One day, I hiked on the park road towards town, where I made a lunch of locally sourced goat cheese, crackers, and Maine-produced blueberry soda from the Island Store, a well-curated grocery and gift shop with a picnic table overlooking the water. (After several days of eating rehydrated food, the cheese and crackers felt decadent.) On the way back, I wanted to reverse the layers of clothing I was wearing, so I just stood in the middle of the park road and stripped down to my bra, confident that no one would happen by. And no one did.

***

Not too far away at the Mount Desert Island Biological Laboratory, tanks full of zebrafish are stacked nearly floor to ceiling, objects of fascination to the white-coated scientists who study them. In addition to their hearts, adult zebrafish can regenerate different organs, including fins, spinal cord, retina, and telencephalon—the most highly developed portion of the brain. In the lab, scientists amputate microscopic slices of the fish's heart, to see just how much they can carve off without killing the specimen. When they get it right, the fish regenerates itself back to wholeness within weeks.

***

One bright morning, I hiked all around the island’s Western Head, moving through the thick forests of the interior and climbing around the cobble beaches of the head as white waves crashed on the shoreline. Clearly done with being shoved into my hiking boot, my injured toe throbbed with nearly every step, but I willed myself to keep going.

When I returned to the cabin, the afternoon sun was angling through the trees and glittering the creek. My still-healing back and my aching toe protested as I trudged up the final steps to the porch. People back home had questioned the wisdom of what I’d planned to do here—roughing it alone for five days, a woman in the woods. And here I was, exhausted and in pain, lying on my back directly on the pine-needle covered porch, too spent to drag myself inside the cabin just yet. My toe felt huge in my boot, clearly swollen from the pressure my damaged toenail had inflicted on the root and the bed over five hours of hiking.

I knew what I had to do. Gingerly, I took off my boot. Then my sock. Then I unwrapped the gauze. As I had suspected, the toenail was a mess, hanging awkwardly, making the nailbed bleed where it had been rubbing.

◆ **Entries supplied**

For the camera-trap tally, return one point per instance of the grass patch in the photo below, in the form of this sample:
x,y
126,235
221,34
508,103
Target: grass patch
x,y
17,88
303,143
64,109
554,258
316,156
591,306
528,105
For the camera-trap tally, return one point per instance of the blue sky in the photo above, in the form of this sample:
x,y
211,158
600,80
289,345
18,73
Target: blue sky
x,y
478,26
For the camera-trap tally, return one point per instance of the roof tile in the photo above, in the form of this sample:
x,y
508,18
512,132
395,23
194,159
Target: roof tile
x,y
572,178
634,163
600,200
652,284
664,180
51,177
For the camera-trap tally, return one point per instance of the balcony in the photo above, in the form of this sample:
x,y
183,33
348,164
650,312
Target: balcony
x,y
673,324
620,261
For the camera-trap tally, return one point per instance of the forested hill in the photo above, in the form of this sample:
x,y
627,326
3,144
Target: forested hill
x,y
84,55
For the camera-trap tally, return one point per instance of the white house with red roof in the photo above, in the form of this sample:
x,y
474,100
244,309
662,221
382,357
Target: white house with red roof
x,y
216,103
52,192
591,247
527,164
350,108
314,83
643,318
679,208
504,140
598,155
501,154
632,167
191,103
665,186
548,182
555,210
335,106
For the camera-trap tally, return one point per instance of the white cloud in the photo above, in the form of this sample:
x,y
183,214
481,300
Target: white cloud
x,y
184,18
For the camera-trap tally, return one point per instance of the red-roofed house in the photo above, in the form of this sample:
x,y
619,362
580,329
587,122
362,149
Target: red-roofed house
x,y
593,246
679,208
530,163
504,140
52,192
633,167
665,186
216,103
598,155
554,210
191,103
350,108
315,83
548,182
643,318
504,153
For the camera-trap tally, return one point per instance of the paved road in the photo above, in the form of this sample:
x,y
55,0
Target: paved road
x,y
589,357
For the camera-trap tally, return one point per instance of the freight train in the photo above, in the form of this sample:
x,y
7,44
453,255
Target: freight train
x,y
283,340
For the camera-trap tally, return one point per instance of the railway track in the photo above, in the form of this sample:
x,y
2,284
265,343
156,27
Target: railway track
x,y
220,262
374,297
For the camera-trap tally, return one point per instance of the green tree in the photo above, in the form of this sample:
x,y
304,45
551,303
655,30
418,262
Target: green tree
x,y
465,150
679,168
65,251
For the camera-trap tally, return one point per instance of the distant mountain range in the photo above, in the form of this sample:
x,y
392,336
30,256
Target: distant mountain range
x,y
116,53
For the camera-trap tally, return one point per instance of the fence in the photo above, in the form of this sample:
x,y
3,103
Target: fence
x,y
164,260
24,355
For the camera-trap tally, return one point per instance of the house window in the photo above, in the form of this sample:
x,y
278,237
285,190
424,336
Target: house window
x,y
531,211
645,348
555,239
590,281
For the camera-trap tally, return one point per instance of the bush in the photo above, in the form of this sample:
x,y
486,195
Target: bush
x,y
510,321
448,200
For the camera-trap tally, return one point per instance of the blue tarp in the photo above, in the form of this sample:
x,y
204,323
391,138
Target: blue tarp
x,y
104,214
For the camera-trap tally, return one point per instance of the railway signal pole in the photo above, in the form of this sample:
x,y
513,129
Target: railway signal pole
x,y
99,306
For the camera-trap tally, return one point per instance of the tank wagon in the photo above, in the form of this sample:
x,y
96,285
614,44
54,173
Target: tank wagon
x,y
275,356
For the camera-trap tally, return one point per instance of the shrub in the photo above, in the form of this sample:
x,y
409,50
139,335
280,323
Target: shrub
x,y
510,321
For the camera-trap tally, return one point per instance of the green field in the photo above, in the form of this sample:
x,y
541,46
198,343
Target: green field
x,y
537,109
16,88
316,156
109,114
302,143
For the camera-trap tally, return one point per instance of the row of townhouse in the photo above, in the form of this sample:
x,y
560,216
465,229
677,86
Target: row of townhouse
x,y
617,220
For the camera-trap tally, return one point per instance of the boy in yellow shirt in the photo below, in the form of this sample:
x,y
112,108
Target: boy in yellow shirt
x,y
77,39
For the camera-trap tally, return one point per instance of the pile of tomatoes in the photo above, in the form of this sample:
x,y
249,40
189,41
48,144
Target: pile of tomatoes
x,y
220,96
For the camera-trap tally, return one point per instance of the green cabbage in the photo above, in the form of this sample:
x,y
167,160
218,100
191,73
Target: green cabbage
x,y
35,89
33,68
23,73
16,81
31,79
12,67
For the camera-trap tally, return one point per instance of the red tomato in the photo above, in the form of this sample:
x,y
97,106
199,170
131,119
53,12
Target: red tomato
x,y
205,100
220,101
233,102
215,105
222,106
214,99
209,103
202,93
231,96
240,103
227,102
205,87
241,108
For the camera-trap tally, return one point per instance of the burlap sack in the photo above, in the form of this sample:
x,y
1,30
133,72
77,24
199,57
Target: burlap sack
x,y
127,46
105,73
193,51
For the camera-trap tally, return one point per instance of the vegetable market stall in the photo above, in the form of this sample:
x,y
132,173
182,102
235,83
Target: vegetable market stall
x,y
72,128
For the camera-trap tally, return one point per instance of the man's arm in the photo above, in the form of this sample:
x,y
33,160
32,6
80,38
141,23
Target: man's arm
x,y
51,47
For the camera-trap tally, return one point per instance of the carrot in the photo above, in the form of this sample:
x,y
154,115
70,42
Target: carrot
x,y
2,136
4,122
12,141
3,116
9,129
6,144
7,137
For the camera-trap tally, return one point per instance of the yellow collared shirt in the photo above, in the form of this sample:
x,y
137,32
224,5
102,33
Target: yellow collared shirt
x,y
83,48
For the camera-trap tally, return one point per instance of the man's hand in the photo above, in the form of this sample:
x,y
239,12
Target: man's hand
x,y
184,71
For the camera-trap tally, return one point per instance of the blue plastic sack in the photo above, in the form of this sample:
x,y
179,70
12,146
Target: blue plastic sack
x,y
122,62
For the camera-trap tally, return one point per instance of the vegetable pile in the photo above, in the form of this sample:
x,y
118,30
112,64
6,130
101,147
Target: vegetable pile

◆ **Brief 1**
List every body part the text about hiking on the island says adult zebrafish can regenerate.
◆ **Brief 2**
Continue the text about hiking on the island and the injured toe, starting after its final sentence.

◆ **Answer section 1**
Hearts, fins, spinal cord, retina, and telencephalon.

◆ **Answer section 2**
The sun dappled the porch and the ground. Birds trilled and the wind rustled in the trees. It all seemed so impossibly beautiful and serene. I gripped my off-kilter toenail and began to peel it away from the nailbed, slowly, bit by bit, as blood leaked out in a tiny rivulet down one side of my toe. I probably should've taken it off in one fell swoop, like they say you should do with Band-Aids, but I'd never removed a whole toenail before, so I did it slowly.

Eventually, it was done. I held my toenail in my hand, and I was free.

On my last morning on Isle au Haut, I swept the pine needles off the porch and packed out to the trailhead, where the park ranger was right on time to take me back to the dock. Unlike the fog that had shrouded my arrival, the sun blazed in a cloudless sky as the mailboat pulled away from Isle au Haut. No one on the boat knew that, in a pocket of my backpack, I’d tucked a strange souvenir. I could have just chucked my toenail into the woods, adding a little more DNA to the wild. But I wanted to keep it for just a little bit longer, at least until I felt confident that my toenail would grow back (and it did). It felt like proof of my toughness, my ability to make it into middle age, to walk alone in the woods. To lose a part of myself, like a zebrafish, and survive. And maybe to grow a little stronger in the process.

 
 
Woman clutching a notebook faces students on a stone wall surrounded by ferns and trees
Writer-in-Residence Kim O’Connell led a guided writing workshop on the stone terrace outside the Sieur de Monts Springs Nature Center in October 2018.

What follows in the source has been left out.